▶ [INPUT MATERIAL]
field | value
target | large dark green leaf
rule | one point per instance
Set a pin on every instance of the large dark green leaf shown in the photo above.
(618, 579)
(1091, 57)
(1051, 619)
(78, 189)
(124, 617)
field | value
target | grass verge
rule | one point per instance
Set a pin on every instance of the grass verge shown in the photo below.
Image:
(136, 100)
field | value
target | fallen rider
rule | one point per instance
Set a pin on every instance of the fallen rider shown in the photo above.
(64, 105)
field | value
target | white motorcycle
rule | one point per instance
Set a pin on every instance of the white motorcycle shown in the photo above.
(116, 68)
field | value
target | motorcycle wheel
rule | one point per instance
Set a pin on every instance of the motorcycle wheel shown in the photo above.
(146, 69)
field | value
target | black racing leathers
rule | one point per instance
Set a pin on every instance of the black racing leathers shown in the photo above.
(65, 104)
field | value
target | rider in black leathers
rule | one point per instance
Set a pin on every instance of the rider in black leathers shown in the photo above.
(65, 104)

▶ [TASK DESCRIPTION] State how many lines in the listing above contain the word "leathers", with case counting. Give only the number.

▶ [ANSWER TO THIS EXERCISE] 4